ENUNCIADO: Liste cada linha dos itens abaixo que contenha a palavra "chair". Considere a distinção entre maiúsculas e minúsculas.

DADOS:
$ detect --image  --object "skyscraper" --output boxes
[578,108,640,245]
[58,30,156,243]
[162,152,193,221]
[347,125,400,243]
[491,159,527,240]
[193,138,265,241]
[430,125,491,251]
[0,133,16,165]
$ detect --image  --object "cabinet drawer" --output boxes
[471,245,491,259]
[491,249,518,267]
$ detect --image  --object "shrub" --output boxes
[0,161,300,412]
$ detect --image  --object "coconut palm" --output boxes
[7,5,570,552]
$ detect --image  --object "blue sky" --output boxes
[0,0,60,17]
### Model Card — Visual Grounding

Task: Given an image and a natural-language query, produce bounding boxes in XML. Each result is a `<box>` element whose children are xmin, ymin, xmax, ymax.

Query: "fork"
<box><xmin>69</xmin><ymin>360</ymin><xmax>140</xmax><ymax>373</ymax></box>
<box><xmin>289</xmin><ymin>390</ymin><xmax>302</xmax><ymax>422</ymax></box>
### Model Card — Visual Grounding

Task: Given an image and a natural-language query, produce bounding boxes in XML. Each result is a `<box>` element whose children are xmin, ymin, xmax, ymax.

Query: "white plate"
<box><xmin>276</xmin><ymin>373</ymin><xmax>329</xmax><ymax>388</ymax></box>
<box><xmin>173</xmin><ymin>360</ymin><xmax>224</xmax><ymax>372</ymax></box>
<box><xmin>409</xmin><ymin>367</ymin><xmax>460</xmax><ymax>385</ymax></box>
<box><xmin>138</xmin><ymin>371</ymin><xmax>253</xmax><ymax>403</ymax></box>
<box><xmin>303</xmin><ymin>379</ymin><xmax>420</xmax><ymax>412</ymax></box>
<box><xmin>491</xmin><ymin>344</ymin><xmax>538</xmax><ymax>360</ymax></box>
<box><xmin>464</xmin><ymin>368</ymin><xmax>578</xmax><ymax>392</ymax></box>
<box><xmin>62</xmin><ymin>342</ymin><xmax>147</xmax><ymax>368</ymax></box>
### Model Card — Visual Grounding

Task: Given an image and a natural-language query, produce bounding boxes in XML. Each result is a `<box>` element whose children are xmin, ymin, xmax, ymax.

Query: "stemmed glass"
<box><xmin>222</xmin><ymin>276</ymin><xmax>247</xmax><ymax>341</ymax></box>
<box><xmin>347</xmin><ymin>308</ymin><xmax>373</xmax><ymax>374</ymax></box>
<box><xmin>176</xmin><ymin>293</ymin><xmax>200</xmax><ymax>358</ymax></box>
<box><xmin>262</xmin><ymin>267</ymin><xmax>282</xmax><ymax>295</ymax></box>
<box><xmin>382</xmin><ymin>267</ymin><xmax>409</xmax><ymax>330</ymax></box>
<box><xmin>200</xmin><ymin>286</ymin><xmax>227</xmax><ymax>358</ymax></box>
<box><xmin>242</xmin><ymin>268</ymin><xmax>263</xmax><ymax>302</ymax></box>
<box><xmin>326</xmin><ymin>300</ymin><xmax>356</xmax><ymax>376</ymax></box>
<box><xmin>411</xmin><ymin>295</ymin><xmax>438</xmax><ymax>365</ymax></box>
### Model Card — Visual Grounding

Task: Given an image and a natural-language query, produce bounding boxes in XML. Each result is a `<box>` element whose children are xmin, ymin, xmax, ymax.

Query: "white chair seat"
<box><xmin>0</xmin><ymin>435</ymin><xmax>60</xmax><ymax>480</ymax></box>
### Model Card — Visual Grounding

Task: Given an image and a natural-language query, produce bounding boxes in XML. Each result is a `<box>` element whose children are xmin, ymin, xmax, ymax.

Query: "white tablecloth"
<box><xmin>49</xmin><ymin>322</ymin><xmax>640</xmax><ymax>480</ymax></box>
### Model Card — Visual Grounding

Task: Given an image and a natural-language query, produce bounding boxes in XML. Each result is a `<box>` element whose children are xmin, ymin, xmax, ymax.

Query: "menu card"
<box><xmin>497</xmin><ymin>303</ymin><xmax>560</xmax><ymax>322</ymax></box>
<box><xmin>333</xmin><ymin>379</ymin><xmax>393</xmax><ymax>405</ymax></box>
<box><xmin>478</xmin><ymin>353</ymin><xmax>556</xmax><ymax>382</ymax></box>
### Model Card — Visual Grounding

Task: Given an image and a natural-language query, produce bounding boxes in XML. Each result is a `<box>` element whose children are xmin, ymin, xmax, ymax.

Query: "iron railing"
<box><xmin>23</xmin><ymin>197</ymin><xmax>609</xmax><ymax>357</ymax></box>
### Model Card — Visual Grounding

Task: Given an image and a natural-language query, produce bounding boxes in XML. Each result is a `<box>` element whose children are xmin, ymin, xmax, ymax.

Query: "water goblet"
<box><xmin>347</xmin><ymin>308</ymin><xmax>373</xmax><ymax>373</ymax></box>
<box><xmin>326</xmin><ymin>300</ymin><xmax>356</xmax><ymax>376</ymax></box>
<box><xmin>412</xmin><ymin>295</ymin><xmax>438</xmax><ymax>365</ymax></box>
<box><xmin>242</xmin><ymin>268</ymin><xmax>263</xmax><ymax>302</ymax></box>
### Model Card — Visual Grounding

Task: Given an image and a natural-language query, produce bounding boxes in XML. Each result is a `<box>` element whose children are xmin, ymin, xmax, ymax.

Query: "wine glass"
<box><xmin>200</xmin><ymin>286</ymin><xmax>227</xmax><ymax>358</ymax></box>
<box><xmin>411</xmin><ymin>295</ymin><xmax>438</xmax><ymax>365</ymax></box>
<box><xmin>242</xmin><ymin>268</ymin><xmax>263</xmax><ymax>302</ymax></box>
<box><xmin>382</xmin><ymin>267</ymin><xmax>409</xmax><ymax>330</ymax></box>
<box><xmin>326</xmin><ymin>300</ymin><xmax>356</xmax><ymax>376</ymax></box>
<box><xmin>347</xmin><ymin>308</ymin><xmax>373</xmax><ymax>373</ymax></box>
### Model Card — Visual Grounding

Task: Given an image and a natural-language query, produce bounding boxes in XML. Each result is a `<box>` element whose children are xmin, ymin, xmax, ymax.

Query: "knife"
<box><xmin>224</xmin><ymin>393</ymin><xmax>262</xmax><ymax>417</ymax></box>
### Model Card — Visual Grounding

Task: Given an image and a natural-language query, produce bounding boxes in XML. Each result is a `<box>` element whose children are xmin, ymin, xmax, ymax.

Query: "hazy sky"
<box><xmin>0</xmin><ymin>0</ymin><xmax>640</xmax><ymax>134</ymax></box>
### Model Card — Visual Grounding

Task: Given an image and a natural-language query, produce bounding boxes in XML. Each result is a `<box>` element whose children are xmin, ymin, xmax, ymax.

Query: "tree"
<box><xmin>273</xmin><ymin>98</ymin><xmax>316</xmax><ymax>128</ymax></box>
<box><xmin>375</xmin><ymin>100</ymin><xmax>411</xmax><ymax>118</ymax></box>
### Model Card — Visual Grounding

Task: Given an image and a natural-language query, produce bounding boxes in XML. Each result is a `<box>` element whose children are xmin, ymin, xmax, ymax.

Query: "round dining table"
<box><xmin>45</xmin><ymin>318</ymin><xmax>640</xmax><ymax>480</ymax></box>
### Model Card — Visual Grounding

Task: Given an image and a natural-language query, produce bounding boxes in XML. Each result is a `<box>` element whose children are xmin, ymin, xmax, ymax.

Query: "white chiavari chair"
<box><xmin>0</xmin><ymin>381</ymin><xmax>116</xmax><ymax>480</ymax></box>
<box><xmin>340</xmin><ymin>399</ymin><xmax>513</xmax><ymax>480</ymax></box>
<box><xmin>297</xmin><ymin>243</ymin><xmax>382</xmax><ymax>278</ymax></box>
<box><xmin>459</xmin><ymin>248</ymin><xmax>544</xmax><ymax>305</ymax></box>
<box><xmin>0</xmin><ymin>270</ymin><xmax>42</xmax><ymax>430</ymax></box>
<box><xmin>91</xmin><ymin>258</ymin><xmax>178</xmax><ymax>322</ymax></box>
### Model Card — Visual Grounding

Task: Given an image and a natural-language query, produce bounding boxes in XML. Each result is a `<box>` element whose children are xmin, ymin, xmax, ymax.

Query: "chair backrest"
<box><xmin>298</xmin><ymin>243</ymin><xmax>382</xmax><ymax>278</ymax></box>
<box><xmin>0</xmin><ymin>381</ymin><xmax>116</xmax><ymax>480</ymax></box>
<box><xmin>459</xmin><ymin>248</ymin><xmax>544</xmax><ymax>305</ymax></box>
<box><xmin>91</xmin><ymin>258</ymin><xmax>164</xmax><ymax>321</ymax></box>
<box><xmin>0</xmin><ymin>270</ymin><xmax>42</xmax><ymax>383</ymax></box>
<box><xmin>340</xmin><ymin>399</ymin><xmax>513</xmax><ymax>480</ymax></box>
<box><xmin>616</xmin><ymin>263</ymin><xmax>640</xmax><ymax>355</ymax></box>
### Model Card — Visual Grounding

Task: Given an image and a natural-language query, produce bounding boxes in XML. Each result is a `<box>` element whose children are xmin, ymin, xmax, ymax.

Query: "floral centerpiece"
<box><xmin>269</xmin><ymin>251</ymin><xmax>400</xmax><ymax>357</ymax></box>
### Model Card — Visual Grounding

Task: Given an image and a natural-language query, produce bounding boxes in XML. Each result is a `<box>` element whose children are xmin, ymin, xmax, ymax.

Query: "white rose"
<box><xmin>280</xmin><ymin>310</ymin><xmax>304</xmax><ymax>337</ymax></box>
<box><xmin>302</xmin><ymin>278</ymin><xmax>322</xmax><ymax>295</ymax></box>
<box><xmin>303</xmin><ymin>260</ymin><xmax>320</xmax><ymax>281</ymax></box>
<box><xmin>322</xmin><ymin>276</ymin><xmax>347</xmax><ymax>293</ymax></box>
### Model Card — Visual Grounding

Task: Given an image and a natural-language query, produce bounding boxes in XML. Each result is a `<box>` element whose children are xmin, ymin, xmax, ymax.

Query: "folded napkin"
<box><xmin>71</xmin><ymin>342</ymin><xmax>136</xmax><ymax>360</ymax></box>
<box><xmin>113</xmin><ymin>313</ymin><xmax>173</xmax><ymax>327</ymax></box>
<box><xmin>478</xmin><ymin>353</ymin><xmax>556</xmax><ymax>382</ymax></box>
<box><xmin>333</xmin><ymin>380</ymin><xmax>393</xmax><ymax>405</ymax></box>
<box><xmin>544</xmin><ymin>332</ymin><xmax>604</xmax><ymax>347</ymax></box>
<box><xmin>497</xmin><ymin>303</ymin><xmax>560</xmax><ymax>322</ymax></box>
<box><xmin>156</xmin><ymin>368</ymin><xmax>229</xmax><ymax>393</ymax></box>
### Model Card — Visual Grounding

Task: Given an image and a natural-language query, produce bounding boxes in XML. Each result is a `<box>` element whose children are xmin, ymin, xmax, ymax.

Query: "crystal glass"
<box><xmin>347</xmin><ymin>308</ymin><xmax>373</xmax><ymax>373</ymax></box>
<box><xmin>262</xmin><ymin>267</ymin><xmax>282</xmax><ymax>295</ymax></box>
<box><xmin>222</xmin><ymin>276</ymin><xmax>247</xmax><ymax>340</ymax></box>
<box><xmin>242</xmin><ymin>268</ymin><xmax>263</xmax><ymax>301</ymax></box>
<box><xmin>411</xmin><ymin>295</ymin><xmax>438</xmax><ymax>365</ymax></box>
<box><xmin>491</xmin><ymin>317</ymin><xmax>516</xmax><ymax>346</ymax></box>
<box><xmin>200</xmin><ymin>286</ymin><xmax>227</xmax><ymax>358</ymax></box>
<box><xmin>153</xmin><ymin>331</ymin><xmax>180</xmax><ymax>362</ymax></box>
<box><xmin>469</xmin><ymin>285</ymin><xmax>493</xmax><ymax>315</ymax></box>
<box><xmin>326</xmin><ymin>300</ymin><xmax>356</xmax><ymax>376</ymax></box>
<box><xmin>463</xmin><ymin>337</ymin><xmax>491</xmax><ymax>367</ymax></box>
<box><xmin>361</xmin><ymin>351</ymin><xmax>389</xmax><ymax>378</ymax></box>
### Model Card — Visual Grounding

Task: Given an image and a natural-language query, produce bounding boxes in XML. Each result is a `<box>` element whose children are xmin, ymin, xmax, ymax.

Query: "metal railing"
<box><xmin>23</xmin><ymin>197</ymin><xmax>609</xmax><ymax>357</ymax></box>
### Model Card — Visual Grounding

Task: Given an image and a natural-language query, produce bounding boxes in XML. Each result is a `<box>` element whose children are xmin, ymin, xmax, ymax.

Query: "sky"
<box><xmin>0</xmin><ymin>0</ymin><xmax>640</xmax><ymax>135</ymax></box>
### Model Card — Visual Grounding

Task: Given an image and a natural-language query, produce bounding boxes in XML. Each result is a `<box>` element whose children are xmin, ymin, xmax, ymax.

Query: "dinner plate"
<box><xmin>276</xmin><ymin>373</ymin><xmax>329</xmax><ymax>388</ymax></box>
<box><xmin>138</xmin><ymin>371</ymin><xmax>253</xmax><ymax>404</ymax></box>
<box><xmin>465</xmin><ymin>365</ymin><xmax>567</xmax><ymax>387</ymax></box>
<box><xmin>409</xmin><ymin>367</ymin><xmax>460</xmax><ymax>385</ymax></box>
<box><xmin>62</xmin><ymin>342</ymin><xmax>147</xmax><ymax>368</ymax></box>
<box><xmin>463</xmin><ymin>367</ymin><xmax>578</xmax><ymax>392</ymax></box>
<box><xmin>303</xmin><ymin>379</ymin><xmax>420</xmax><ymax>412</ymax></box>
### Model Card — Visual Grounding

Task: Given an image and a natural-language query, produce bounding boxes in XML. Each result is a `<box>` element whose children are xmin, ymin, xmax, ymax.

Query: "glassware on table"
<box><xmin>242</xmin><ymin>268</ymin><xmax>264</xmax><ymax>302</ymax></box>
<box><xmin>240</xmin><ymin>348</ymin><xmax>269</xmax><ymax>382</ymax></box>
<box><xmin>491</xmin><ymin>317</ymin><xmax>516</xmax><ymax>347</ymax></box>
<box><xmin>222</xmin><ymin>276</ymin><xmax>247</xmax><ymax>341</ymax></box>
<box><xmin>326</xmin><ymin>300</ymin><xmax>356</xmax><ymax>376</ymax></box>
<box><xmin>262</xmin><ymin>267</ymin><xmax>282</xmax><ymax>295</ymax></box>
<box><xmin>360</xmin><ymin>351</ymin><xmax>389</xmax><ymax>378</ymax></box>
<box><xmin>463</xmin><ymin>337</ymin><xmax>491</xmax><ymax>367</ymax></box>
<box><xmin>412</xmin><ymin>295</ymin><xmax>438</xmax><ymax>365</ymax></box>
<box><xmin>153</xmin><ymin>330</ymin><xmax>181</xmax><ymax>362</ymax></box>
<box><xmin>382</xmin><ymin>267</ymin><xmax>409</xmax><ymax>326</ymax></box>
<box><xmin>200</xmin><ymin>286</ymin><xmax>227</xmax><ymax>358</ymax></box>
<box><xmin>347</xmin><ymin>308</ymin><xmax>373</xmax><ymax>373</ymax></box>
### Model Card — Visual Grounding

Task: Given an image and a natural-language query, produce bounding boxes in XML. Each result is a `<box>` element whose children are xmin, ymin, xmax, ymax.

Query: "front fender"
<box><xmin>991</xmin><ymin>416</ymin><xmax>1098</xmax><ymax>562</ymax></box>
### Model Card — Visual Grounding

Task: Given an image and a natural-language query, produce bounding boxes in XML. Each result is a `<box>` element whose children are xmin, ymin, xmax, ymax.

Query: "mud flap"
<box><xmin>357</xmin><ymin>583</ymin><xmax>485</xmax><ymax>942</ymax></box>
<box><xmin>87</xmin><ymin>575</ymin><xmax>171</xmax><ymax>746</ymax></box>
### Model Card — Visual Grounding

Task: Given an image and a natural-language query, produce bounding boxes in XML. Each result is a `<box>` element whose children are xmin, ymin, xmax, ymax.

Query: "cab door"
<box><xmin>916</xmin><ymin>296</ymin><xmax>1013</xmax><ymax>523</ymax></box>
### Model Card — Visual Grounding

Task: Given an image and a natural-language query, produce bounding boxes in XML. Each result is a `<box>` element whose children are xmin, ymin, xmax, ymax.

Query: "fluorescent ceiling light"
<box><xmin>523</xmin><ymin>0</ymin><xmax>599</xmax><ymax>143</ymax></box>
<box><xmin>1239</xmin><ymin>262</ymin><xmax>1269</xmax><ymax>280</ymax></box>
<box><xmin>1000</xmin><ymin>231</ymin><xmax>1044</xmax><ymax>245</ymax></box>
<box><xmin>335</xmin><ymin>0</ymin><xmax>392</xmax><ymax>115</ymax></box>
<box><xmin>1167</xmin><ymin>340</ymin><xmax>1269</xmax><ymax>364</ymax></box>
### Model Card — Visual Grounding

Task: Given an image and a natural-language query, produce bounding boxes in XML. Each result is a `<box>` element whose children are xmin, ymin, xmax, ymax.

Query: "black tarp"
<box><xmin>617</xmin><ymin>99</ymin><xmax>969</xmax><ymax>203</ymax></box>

RESPOSTA:
Query: "white chair seat"
Query: "white chiavari chair"
Query: "chair backrest"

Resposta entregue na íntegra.